RadGenome-Chest CT: A Grounded Vision-Language Dataset for Chest CT Analysis

Read original: arXiv:2404.16754 - Published 4/26/2024 by Xiaoman Zhang, Chaoyi Wu, Ziheng Zhao, Jiayu Lei, Ya Zhang, Yanfeng Wang, Weidi Xie

👨‍🏫

Overview

Researchers in AI for Medicine (AI4Medicine) have been focusing on developing generalist foundation models, which rely heavily on large, diverse datasets.
This paper introduces a new comprehensive dataset called RadGenome-Chest CT, which is designed to enable the development of advanced multimodal medical foundation models.
The dataset includes:
- Organ-level segmentation masks for 197 categories in chest CT scans
- 665K multi-granularity grounded reports, where each sentence is linked to a corresponding anatomical region
- 1.3M grounded visual question-answering (VQA) pairs, with questions and answers linked to reference segmentation masks

Plain English Explanation

Researchers working in the field of AI for Medicine have been very interested in creating "generalist" AI models that can handle a wide range of medical tasks. A key insight is that these models need to be trained on large, diverse datasets that cover different medical imaging modalities and provide rich supervision signals.

The paper introduces a new dataset called RadGenome-Chest CT that is designed to help develop these advanced AI models for medical image understanding. The dataset includes 3D chest CT scans from over 20,000 patients, along with a wealth of additional information:

Detailed segmentation masks that outline 197 different anatomical structures in the CT scans. This provides the models with a visual "roadmap" of the body.
Over 665,000 medical reports that are linked to the specific regions of the CT scans they describe. This allows the models to learn how to associate textual descriptions with visual evidence.
1.3 million question-and-answer pairs that are also connected to the segmentation masks, enabling the models to practice reasoning about the visual information.

By training on this rich, multimodal dataset, the researchers hope to develop AI models that can truly understand and reason about medical images in a more holistic and human-like way.

Technical Explanation

The paper introduces a new large-scale dataset called RadGenome-Chest CT that is designed to facilitate the development of advanced multimodal medical foundation models. The dataset is built upon the existing CT-RATE dataset, which contains over 25,692 non-contrast 3D chest CT volumes and corresponding clinical reports from 20,000 patients.

Data records:
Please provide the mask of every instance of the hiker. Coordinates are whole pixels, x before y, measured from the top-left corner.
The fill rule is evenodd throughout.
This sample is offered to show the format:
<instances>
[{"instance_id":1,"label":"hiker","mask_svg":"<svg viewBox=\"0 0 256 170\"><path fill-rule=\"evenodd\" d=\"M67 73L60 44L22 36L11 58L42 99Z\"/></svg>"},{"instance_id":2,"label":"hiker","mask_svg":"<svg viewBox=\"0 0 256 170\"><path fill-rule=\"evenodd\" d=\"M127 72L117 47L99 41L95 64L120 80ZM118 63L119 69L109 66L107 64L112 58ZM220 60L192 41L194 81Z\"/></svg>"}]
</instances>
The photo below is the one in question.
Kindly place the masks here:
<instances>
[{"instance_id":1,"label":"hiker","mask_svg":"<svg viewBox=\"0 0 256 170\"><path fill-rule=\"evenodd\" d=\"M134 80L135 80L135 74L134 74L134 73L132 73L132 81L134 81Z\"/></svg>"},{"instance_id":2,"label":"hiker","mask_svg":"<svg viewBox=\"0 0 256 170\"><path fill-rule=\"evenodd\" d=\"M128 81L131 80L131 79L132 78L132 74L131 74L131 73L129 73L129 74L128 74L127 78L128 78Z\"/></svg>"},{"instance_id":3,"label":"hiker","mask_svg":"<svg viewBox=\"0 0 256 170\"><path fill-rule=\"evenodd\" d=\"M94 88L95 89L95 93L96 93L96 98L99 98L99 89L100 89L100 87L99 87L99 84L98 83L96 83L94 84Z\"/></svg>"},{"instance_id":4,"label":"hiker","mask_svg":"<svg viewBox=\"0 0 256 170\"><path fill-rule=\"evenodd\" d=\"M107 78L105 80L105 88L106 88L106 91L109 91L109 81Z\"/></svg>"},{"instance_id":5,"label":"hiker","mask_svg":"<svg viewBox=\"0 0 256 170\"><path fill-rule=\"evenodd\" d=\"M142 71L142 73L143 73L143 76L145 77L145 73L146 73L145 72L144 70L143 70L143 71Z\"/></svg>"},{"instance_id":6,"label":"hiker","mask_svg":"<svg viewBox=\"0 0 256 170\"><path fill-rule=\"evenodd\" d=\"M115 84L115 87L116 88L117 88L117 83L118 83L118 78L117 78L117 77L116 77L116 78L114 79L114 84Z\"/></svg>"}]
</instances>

- [What is being asked]: Transcribe the passage of the RadGenome-Chest CT summary from "Technical Explanation" up to and including "from 20,000 patients.".

- [Result for this task]:
Technical Explanation

The paper introduces a new large-scale dataset called RadGenome-Chest CT that is designed to facilitate the development of advanced multimodal medical foundation models. The dataset is built upon the existing CT-RATE dataset, which contains over 25,692 non-contrast 3D chest CT volumes and corresponding clinical reports from 20,000 patients.